Page excerpt -
9 FAM 402.17-4(B) License Not
Required
(CT:VISA-350; 04-20-2017)
a. The list of professions reveals requirements for
admission into the United States under immigration provisions. Such
requirements for admission or classification as a NAFTA professional do not
include licensure in the United States. Licensure to practice a given
profession in the United States is a post-entry requirement subject to
enforcement by the appropriate state or other non-Federal authority.
b. Proof of licensure to practice a given profession in
the United States may be offered along with a job offer letter or other
documentation in support of an application for TN classification. But
admission/classification must not be denied based solely on the fact that the
applicant does not already hold a license to practice in the United States.
9 FAM 402.17-5 Employment
Required
9 FAM 402.17-5(A) Employment
(CT:VISA-606; 06-14-2018)
The alien must engage in a prearranged business activity
at a professional level for a U.S. or foreign employer.
(1) Employment Agency:
Working for a third party agency is not a basis for refusal, but the agency
must be a U.S. company, and all the elements required as evidence of a
pre-arranged professional employment must be met. Thus, an agency cannot hire
a TN professional with the hopes of finding an appropriate job placement for
him or her. To qualify for a TN visa, the TN professional with an employment
agency must be coming to fill a specific, identified position.
(2) Part Time Employment:
An alien entering the United States in TN status may be employed on a part-time
basis.
(3) Self-Employment: An alien
cannot qualify for a TN visa to establish a business or practice in the United
States in which the professional will be, in substance, self-employed
(including by rendering services to a corporation or entity of which the alien
is the sole or controlling shareholder or owner).
If the alien seeks self-employment, the alien should pursue that employment under
another visa category, possibly to include the Treaty Trader (E-1) or Investor
(E-2) visa classification.
(4) Fellows/Interns: A TN
visa can be issued for fellowships or internships only if the duties reflect a
position that is truly at a professional level. If the applicant is
seeking to work in a lesser capacity such as trainee or intern, in the sense of
being a true novice, and therefore is not in fact working in the position
listed in Appendix 1603.D.1, it is correct to refuse the applicant 214b.

Information provided -
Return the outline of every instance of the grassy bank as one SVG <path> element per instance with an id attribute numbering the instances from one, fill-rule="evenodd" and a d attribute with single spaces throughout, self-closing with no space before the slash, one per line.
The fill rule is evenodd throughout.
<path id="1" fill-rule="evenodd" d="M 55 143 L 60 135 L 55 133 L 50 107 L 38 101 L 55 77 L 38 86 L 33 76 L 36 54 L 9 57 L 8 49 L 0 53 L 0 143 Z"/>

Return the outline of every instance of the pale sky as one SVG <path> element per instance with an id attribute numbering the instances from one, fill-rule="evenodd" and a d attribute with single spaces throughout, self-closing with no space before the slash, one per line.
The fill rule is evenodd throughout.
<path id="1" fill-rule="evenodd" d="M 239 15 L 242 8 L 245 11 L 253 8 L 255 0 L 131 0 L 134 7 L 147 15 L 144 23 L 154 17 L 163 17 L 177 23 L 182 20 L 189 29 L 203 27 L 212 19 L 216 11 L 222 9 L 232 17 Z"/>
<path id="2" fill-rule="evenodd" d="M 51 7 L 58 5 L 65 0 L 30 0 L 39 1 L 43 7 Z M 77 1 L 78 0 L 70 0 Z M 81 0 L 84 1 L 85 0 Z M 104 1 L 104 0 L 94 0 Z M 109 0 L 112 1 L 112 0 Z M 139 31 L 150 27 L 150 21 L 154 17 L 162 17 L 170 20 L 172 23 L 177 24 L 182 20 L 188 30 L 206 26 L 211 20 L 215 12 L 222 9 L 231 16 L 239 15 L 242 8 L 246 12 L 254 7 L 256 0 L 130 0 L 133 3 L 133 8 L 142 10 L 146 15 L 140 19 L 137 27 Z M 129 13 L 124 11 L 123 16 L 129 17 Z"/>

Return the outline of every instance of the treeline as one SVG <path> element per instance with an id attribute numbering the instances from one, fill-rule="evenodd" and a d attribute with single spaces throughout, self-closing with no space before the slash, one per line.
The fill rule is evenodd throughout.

Job A - From the TN visa excerpt, extract the passage from "If the alien" up to and including "(E-2) visa classification.".
Job B -
Answer these questions using the TN visa excerpt:
(i) What body enforces licensure to practice a profession in the United States?
(ii) Can an alien in TN status be employed on a part-time basis?
(iii) Which visa classifications does the excerpt mention for an alien seeking self-employment?
The listing comes from a separate source.

Output A -
If the alien seeks self-employment, the alien should pursue that employment under
another visa category, possibly to include the Treaty Trader (E-1) or Investor
(E-2) visa classification.

Output B -
(i) The appropriate state or other non-Federal authority.
(ii) Yes.
(iii) The Treaty Trader (E-1) or Investor (E-2) visa classification.